# [SHORT EXERCISE]
Copy word for word the lines of the listing from the one containing "Find the black" through the one containing "M 130 120 L", both included.

# [SUPPLIED MATERIAL]
_ _ _ _ _

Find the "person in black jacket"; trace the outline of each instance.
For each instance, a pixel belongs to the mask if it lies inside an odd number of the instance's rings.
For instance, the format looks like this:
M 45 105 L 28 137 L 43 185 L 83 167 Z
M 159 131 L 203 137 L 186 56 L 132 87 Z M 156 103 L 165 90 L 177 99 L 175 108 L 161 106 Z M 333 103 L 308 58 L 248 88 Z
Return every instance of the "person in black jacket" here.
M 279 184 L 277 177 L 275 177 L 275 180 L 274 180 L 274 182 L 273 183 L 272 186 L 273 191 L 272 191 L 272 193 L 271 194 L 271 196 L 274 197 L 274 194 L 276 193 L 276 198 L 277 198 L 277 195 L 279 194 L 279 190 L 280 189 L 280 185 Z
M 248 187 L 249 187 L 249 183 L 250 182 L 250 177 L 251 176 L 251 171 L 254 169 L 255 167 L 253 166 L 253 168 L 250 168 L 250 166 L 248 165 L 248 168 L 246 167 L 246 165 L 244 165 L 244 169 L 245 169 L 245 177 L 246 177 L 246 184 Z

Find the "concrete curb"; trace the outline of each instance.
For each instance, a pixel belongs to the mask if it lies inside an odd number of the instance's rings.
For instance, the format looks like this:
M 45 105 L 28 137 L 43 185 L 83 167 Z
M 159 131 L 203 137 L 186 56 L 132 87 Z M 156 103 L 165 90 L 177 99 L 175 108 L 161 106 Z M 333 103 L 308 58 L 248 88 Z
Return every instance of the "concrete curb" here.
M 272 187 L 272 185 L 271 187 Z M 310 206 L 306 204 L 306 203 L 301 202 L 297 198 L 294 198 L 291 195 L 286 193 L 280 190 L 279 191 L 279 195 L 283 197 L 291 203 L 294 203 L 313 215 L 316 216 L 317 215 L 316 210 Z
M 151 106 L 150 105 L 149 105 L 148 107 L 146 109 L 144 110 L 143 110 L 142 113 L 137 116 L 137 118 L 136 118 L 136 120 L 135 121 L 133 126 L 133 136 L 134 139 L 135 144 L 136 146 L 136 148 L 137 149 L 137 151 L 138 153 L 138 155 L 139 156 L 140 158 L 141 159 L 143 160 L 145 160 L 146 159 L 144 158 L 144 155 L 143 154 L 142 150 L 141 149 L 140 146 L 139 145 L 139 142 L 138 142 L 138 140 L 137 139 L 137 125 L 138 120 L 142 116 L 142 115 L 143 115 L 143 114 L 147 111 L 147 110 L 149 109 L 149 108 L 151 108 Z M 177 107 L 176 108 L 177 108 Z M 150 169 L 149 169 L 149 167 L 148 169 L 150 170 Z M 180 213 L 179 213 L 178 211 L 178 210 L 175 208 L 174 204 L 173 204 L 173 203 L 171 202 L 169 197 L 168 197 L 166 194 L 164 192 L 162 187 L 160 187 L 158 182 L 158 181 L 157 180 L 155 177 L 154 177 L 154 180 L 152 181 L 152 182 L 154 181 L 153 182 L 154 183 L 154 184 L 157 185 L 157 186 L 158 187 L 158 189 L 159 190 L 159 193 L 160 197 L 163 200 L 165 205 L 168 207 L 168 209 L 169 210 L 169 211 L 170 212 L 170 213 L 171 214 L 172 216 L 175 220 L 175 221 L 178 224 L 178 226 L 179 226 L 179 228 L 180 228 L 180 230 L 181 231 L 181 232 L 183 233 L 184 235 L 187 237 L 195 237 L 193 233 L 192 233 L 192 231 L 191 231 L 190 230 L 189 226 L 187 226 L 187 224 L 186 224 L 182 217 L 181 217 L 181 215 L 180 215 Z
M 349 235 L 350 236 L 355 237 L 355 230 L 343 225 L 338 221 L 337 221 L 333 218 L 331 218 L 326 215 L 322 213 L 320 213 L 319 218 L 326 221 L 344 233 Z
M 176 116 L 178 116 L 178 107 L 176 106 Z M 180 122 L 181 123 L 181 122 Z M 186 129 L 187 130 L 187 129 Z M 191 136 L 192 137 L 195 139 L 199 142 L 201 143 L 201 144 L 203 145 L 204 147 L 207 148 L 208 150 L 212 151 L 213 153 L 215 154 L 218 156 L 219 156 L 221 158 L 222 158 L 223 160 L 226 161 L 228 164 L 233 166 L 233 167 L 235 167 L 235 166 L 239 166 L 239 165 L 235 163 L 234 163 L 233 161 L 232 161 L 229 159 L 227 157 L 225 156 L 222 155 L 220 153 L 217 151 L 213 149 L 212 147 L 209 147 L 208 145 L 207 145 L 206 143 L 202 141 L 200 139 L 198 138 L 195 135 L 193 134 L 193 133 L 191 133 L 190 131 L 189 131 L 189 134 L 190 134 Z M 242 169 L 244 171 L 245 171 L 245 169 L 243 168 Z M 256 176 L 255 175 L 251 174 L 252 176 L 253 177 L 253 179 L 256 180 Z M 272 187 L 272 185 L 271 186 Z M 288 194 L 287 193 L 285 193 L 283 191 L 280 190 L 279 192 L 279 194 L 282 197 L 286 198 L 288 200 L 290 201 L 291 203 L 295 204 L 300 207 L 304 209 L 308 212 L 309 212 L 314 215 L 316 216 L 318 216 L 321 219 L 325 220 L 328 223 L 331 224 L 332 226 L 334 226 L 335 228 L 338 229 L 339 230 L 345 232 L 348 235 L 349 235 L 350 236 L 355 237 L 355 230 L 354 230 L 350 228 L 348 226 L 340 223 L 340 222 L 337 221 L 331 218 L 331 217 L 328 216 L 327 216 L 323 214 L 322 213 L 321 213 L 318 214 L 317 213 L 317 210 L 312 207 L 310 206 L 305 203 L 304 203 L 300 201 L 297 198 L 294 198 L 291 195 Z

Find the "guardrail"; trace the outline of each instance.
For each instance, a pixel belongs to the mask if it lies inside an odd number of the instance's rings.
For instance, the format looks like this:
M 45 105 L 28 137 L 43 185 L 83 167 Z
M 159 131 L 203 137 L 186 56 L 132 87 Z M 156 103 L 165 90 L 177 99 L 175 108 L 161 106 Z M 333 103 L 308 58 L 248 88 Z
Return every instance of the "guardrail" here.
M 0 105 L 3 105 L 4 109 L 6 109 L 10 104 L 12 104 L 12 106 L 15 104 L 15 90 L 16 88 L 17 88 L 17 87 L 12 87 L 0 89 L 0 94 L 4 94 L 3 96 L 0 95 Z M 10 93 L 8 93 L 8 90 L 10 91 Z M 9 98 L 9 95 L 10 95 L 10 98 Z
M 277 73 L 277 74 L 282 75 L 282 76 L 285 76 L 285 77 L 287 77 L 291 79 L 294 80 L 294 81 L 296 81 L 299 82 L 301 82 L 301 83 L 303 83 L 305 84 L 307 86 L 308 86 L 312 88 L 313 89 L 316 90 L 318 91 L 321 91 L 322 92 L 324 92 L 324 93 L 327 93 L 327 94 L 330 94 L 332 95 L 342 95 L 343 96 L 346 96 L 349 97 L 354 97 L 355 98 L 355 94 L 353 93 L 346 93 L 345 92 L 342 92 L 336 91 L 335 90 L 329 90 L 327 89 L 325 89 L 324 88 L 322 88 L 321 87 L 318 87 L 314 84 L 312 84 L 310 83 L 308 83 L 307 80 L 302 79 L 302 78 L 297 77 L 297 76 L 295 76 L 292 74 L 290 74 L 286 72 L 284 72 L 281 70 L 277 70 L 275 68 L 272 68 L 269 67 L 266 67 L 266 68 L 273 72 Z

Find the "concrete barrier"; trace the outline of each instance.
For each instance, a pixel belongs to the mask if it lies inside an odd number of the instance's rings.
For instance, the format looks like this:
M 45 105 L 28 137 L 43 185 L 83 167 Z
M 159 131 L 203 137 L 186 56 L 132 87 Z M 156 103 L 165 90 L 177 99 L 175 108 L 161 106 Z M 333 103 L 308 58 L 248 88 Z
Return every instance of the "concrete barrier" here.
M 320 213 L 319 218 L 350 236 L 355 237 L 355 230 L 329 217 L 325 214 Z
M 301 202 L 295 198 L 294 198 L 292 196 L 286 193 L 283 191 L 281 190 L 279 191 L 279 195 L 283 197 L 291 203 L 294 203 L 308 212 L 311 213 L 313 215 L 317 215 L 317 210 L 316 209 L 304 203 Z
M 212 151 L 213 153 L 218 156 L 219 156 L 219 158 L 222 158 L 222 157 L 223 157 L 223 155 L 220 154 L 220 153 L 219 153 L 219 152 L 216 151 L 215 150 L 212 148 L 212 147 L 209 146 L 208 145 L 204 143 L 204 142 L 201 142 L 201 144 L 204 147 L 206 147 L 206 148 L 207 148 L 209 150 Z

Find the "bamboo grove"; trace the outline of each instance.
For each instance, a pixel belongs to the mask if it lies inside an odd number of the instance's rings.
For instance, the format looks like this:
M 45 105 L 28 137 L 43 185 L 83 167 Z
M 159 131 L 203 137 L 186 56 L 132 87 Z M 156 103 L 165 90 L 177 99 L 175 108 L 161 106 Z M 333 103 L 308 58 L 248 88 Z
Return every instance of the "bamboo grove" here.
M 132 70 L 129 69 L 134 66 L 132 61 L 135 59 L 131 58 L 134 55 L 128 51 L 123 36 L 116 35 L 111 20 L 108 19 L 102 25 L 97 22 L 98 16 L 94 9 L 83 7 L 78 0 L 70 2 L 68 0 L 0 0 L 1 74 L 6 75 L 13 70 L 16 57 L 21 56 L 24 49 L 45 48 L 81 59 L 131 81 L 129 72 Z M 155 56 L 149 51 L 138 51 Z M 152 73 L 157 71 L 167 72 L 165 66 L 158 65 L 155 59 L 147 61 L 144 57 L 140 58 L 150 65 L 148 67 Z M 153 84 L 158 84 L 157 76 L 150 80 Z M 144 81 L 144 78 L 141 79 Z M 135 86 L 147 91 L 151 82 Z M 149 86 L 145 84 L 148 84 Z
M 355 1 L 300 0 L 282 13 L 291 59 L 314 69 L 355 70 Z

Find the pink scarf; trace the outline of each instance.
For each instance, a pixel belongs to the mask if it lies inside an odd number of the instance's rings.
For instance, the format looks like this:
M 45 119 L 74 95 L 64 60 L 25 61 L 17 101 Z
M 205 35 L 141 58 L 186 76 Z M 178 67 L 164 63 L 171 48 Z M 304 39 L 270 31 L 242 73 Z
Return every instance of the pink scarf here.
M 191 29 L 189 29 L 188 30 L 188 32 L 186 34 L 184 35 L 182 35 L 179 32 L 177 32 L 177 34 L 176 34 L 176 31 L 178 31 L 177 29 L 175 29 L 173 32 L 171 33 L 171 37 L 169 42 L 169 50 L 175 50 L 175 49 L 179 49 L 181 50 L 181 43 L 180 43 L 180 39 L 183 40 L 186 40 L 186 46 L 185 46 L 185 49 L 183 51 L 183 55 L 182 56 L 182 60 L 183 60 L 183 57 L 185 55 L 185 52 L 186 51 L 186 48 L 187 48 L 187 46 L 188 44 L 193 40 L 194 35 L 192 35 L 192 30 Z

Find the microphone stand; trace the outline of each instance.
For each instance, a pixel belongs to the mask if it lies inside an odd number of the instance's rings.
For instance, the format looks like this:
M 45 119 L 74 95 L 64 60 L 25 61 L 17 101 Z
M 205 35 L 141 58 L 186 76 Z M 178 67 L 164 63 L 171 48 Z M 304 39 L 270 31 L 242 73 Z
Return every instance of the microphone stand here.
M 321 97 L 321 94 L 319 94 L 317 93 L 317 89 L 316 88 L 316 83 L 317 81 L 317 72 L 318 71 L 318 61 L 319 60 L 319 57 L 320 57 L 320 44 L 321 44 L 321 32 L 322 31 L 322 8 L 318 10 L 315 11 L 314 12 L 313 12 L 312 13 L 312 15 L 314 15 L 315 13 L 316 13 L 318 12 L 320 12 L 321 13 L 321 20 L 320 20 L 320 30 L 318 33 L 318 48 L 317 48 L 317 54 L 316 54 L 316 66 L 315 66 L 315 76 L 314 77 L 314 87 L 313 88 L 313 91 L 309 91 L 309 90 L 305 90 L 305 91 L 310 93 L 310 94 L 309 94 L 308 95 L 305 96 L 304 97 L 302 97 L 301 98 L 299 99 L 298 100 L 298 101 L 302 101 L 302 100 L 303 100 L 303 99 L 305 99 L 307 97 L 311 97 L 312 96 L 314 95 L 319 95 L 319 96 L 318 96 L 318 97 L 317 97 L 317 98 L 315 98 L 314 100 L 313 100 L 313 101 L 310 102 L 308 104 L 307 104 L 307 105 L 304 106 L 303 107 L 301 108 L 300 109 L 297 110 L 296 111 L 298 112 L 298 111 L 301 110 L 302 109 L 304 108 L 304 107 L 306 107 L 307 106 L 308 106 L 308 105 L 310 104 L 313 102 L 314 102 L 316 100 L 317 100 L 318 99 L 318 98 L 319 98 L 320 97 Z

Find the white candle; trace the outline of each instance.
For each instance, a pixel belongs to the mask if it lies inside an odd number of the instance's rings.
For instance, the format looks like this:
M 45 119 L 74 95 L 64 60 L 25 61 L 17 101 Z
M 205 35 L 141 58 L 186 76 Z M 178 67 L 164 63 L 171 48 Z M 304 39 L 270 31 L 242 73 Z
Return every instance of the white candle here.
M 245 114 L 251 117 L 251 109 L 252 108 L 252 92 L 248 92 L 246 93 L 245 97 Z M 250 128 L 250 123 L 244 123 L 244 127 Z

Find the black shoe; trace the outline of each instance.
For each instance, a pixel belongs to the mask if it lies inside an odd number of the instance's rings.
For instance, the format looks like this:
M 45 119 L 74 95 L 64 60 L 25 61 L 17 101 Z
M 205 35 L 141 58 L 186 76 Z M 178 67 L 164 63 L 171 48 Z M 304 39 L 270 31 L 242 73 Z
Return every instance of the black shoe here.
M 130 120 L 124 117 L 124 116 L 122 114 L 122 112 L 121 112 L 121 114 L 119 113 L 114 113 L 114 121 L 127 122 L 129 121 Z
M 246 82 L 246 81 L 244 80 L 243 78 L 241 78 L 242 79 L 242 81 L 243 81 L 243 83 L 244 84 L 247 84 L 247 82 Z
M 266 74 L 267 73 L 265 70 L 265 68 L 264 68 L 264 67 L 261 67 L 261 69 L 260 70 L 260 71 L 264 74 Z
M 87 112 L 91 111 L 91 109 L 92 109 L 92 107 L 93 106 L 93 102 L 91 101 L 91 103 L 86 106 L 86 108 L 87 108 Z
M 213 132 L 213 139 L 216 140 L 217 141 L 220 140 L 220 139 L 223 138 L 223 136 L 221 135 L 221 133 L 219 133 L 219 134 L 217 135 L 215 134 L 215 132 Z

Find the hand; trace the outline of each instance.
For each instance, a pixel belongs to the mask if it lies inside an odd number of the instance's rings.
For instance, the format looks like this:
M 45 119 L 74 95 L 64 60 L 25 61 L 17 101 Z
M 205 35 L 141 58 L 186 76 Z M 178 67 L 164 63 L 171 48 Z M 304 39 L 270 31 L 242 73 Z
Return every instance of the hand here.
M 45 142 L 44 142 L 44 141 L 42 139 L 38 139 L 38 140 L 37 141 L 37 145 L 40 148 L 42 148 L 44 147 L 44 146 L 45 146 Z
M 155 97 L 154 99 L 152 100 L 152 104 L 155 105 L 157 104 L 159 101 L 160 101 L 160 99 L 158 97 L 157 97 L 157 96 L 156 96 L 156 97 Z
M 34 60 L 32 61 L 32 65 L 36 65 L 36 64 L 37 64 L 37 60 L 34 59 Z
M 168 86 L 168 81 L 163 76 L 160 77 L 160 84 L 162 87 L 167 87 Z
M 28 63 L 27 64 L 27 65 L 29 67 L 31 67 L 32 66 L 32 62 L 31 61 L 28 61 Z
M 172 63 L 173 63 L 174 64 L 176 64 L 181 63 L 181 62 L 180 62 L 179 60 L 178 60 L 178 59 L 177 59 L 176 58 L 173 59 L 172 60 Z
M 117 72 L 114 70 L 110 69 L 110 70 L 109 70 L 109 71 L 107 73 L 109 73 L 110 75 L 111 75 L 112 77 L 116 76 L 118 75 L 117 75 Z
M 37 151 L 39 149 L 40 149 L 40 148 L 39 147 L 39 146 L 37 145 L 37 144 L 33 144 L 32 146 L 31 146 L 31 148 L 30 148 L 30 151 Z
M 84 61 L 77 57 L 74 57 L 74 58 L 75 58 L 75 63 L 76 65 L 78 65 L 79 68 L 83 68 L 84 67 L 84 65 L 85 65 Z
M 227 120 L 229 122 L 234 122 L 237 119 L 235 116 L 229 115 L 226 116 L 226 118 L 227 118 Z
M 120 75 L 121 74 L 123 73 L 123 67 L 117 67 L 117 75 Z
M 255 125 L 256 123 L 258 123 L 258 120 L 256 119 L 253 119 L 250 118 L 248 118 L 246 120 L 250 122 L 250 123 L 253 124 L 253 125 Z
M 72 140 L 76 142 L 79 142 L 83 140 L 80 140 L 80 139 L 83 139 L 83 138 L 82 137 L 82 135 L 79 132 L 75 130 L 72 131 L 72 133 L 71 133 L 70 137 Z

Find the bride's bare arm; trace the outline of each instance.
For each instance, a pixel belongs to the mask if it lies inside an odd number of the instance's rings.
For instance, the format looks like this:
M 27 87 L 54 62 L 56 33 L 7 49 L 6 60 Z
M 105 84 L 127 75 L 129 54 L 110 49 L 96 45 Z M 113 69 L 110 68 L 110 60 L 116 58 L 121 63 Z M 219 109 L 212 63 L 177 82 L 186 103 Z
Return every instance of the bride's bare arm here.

_ _ _ _ _

# [EXERCISE RESPONSE]
Find the black shoe; trace the outline of each instance.
For each instance, a pixel belongs to the mask if it lies inside an odd number of the instance's rings.
For instance, the format looks like this:
M 45 119 L 74 95 L 64 60 L 25 61 L 17 101 Z
M 205 35 L 141 58 L 186 76 Z M 178 67 L 164 63 L 171 48 Z M 304 39 L 270 31 L 242 73 Z
Return every instance of the black shoe here.
M 130 120 L 124 117 L 124 116 L 122 114 L 122 112 L 121 112 L 121 114 L 119 113 L 114 113 L 114 121 L 127 122 L 129 121 Z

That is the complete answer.